Stored entries:
=-=-=

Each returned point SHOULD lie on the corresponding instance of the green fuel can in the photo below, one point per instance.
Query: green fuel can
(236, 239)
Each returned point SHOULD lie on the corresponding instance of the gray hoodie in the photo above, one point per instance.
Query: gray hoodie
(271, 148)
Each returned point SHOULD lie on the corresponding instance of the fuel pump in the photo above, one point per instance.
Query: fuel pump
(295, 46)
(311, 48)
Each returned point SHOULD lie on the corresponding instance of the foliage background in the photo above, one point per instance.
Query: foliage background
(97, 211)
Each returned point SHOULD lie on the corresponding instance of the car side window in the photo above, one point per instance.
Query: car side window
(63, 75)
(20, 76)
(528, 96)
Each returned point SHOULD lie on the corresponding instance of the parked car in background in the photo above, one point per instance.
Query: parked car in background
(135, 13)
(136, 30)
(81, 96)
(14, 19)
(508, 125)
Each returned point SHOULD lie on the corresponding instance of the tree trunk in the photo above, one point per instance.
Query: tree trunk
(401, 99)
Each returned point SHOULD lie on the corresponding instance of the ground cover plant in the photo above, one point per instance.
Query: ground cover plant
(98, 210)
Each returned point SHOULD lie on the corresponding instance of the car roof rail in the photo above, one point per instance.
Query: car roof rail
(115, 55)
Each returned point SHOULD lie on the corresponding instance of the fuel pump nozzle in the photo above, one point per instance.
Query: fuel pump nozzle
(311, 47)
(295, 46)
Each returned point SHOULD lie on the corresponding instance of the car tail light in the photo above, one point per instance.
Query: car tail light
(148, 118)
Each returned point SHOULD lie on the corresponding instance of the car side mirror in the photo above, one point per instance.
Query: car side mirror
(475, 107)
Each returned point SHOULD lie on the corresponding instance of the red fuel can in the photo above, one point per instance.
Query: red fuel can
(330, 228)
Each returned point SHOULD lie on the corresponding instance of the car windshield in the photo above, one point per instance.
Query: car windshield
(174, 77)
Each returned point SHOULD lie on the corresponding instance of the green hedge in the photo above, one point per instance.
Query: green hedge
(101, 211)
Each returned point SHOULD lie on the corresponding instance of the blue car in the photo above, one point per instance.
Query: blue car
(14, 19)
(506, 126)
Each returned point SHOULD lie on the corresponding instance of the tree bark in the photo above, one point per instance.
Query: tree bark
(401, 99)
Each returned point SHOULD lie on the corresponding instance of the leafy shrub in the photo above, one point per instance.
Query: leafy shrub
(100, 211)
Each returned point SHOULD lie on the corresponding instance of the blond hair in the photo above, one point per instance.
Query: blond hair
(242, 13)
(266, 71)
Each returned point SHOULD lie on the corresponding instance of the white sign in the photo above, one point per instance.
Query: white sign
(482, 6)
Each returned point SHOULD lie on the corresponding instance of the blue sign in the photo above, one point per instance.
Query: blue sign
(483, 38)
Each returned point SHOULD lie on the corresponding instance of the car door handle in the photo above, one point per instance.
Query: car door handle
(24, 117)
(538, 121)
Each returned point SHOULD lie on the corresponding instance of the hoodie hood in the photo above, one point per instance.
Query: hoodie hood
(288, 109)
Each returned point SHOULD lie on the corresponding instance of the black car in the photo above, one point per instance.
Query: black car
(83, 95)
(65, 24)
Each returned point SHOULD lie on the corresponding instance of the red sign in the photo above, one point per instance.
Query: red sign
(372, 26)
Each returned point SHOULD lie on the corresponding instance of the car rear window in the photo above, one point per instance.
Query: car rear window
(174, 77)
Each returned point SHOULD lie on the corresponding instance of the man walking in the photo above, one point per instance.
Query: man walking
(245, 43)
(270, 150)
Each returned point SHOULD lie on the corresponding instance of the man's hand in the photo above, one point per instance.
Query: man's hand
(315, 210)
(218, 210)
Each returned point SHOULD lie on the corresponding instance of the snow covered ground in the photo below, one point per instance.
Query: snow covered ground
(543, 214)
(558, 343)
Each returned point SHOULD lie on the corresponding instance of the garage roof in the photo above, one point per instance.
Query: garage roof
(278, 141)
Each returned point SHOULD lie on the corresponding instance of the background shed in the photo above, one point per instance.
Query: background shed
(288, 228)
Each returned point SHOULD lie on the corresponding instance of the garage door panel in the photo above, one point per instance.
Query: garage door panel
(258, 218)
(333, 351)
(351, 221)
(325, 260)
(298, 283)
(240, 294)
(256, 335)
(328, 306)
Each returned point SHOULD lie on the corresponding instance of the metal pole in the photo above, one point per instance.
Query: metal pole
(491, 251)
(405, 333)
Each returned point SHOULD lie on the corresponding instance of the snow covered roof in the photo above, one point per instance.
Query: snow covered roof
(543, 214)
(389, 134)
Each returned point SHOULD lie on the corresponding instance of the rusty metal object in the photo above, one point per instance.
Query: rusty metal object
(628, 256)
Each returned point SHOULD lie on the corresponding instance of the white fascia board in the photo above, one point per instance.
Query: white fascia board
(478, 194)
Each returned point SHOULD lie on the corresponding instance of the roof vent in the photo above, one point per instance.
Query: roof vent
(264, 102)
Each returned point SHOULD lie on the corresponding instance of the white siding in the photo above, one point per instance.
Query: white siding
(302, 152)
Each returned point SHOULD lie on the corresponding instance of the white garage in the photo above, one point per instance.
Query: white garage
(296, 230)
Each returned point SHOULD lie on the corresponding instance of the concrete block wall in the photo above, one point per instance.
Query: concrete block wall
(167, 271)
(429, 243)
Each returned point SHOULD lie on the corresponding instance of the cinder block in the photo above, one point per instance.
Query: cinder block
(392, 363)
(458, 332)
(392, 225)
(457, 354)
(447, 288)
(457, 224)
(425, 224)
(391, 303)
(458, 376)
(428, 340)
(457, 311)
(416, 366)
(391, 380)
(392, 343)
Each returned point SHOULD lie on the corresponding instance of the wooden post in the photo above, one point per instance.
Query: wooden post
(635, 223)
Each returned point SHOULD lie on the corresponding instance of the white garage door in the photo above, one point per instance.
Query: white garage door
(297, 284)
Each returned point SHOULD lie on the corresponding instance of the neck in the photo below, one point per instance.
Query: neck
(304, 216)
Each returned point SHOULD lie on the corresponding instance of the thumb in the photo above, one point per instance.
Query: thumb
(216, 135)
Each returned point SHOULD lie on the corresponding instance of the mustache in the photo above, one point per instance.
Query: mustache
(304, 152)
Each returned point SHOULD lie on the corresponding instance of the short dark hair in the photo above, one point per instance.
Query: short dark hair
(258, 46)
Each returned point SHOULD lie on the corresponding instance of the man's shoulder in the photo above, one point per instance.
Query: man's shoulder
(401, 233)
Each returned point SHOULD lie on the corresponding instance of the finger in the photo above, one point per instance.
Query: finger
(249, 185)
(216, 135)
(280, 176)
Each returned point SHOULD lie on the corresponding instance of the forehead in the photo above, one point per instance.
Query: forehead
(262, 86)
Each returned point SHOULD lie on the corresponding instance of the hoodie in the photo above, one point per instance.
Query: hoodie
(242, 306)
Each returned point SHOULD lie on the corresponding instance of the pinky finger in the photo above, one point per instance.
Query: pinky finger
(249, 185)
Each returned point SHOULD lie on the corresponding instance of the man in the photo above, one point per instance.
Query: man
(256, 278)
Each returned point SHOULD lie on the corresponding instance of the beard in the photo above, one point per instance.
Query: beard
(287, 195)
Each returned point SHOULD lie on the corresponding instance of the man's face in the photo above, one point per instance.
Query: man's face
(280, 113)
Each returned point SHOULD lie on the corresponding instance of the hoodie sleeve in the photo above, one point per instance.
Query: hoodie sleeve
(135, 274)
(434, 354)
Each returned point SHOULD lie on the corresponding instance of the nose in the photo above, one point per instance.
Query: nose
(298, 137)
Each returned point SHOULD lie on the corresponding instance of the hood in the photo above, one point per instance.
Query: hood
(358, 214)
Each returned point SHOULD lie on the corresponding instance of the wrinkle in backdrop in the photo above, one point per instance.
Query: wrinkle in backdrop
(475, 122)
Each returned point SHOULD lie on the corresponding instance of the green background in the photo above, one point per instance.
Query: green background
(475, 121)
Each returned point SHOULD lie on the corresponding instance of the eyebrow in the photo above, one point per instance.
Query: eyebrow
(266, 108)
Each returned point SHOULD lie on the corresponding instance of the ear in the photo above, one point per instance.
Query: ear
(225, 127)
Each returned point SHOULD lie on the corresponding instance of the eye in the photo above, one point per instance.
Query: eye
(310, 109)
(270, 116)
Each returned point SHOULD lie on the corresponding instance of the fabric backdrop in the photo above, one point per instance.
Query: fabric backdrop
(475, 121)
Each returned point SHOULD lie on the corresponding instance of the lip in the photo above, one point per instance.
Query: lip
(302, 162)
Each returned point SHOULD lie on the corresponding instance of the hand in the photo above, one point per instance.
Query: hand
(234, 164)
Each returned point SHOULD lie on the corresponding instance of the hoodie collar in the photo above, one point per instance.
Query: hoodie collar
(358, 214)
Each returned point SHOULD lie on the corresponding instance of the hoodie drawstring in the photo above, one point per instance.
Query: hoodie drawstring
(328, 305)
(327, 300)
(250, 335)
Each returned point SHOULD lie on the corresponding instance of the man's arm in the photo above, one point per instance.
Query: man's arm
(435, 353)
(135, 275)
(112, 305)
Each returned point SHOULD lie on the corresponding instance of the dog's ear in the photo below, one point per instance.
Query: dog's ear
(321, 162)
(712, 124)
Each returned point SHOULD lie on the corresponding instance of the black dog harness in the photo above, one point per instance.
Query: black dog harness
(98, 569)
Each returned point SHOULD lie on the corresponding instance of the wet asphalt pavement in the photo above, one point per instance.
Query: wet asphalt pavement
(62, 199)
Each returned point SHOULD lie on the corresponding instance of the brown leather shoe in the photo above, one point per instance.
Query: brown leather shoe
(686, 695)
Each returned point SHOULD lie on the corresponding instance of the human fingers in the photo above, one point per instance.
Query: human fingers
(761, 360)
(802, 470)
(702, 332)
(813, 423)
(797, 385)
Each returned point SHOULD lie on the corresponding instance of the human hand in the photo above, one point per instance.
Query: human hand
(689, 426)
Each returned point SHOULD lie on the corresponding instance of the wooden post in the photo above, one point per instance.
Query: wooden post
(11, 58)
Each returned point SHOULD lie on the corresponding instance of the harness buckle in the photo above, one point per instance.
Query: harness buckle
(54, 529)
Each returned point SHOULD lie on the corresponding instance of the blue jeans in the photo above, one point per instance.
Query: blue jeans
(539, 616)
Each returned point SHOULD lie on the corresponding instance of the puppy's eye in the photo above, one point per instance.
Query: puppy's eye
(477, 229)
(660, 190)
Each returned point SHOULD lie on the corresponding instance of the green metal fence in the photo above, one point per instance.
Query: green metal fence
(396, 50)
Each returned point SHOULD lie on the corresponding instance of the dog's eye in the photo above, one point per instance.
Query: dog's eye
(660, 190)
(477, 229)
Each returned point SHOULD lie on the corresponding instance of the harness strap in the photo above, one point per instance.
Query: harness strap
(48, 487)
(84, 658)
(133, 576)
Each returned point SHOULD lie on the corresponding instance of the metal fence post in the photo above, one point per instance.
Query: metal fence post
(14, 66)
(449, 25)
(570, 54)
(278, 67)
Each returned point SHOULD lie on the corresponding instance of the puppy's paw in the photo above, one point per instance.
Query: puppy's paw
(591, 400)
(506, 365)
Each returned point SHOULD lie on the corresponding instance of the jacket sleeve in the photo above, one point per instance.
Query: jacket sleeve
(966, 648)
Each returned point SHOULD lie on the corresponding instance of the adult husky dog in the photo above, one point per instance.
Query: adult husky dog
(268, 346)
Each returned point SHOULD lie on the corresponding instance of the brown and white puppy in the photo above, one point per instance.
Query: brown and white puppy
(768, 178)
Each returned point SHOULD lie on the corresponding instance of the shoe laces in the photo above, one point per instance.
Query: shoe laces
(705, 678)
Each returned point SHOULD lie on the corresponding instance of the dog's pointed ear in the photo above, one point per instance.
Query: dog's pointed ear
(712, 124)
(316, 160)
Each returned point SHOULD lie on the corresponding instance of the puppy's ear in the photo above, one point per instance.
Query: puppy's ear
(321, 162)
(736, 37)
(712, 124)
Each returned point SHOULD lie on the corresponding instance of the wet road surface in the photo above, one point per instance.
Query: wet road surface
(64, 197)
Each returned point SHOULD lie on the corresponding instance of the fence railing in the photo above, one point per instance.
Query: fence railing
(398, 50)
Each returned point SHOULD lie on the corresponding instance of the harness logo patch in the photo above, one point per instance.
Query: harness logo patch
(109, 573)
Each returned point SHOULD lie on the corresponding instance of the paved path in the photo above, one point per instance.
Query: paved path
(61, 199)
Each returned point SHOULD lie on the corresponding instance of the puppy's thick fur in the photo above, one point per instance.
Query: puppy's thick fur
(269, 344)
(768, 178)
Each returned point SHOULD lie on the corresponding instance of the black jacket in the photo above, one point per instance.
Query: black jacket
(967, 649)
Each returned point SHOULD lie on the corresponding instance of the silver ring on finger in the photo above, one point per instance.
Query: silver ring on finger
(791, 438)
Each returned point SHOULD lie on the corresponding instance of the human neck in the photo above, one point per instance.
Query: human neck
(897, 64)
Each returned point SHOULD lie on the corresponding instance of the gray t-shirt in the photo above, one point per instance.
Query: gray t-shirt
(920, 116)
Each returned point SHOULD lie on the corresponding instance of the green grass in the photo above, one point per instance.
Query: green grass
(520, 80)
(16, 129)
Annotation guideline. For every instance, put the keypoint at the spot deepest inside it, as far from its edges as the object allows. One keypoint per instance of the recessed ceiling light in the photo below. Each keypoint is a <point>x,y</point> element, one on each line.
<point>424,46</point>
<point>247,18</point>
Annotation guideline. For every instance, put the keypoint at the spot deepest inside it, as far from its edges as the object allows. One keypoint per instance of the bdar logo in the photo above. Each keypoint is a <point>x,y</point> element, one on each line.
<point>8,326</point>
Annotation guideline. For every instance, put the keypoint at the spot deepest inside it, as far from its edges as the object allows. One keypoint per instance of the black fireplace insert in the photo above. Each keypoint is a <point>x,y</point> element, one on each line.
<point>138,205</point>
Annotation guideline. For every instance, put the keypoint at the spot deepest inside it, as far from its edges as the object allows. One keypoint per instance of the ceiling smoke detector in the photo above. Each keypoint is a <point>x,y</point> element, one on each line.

=-=-=

**Task brief**
Word for word, output the lines of the data from its first line through the line where "of the ground" appears, and stop there.

**Problem solution**
Each returned point SHOULD lie on the corresponding instance of the green fuel can in the photo below, one point per instance.
Query: green fuel can
(236, 239)
Each returned point SHOULD lie on the corresponding instance of the gray hoodie in the photo above, one point per instance.
Query: gray hoodie
(271, 148)
Each returned point SHOULD lie on the corresponding instance of the fuel pump in the photo above, one point per instance.
Query: fuel pump
(295, 46)
(311, 48)
Each returned point SHOULD lie on the corresponding instance of the foliage background in the photo above, one point per instance.
Query: foliage background
(97, 211)
Each returned point SHOULD lie on the corresponding instance of the car side window in the photo above, one point per instance.
Query: car side window
(63, 75)
(20, 76)
(528, 96)
Each returned point SHOULD lie on the corresponding instance of the parked car in background in the photo above, one point per instance.
Query: parked car in background
(135, 13)
(136, 30)
(81, 96)
(14, 19)
(508, 125)
Each returned point SHOULD lie on the corresponding instance of the tree trunk in the photo above, one point per instance.
Query: tree trunk
(401, 99)
Each returned point SHOULD lie on the corresponding instance of the ground cover plant in the photo above, one point per instance.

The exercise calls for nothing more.